**EXTRACT PROVIDED:**
___

The General Partners are also general partners of other Wells Real Estate Funds. As such, there may exist conflicts of interest where the General Partners in their capacity as general partners of other Wells Real Estate Funds may be in competition with the Partnership in connection with property acquisitions or for tenants in similar geographic markets.

 

4.    CONTINGENCIES

 

On or about March 12, 2004, a putative class action complaint (the “complaint”) relating to Wells Real Estate Fund I, a public limited partnership that offered units from September 6, 1984 through September 5, 1986 (“Wells Fund I”), was filed by four individuals (the “plaintiffs”) against Leo F. Wells, III, Wells Capital, Wells Investment Securities, Inc., Wells Management, and Wells Fund I (collectively, the “Wells Defendants”) (Hendry et al. v. Leo F. Wells, III et al., Superior Court of Gwinnett County, Georgia, Civil Action No. 04-A-2791 2). The Wells Defendants received notice of the complaint on or about March 19, 2004. The plaintiffs filed the complaint purportedly on behalf of all limited partners holding B units of Wells Fund I as of January 15, 2003. The complaint alleges, among other things, that (a) during the offering period (September 6, 1984 through September 5, 1986), Mr. Wells, Wells Capital, Wells Investment Securities, Inc., and Wells Fund I negligently or fraudulently made false statements and made material omissions in connection with the initial sale of the B units to investors of Wells Fund I by making false statements and omissions in the Wells Fund I sales literature relating to the distribution of net sale proceeds to holders of B units; (b) Mr. Wells, Wells Capital and Wells Fund I negligently or fraudulently misrepresented and concealed disclosure of, among other things, alleged discrepancies between such statements and the provisions in the partnership agreement for a period of time in order to delay such investors from taking any legal, equitable or other action to protect their investments in Wells Fund I, among other reasons; and (c) Mr. Wells, Wells Capital and Wells Fund I breached their fiduciary duties to the limited partners. The plaintiffs seek, among other remedies, the following: rescission of all purported class members’ purchases of B units and an order for a full refund of all money paid for such units together with interest; judgment against the Wells Defendants, jointly and severally, in an amount to be proven at trial; punitive damages; judicial dissolution of Wells Fund I and the appointment of a receiver to wind up and terminate the partnership; and an award to plaintiffs of their attorneys’ fees, costs and expenses.

___

**SUPPLIED RECORDS:**

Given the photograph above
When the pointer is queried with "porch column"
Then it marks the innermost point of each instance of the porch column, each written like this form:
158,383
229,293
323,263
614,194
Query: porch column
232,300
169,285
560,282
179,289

___

**CHALLENGES:**
• 1. Translate this sentence from the Wells Fund I extract into Spanish: "The Wells Defendants received notice of the complaint on or about March 19, 2004."
• 2. Answer these from the Wells Fund I extract:
(a) During what period did Wells Fund I offer units?
(b) In which court was the complaint filed?
(c) How many individuals filed the complaint?
• 3. Summarize the Wells Fund I extract in two sentences.
Work from the text alone, not the lines.

**OUTPUTS BY TASK:**
• 1. Los Demandados de Wells recibieron la notificación de la demanda el 19 de marzo de 2004 o alrededor de esa fecha.

• 2.
(a) From September 6, 1984 through September 5, 1986.
(b) The Superior Court of Gwinnett County, Georgia.
(c) Four.

• 3. The General Partners also serve as general partners of other Wells Real Estate Funds, which may create conflicts of interest when those funds compete with the Partnership for properties or tenants. In March 2004, four individuals filed a putative class action against the Wells Defendants over the B units of Wells Fund I, alleging false statements, concealment and breach of fiduciary duty, and seeking remedies that include rescission with refunds, damages, dissolution of the partnership and attorneys' fees.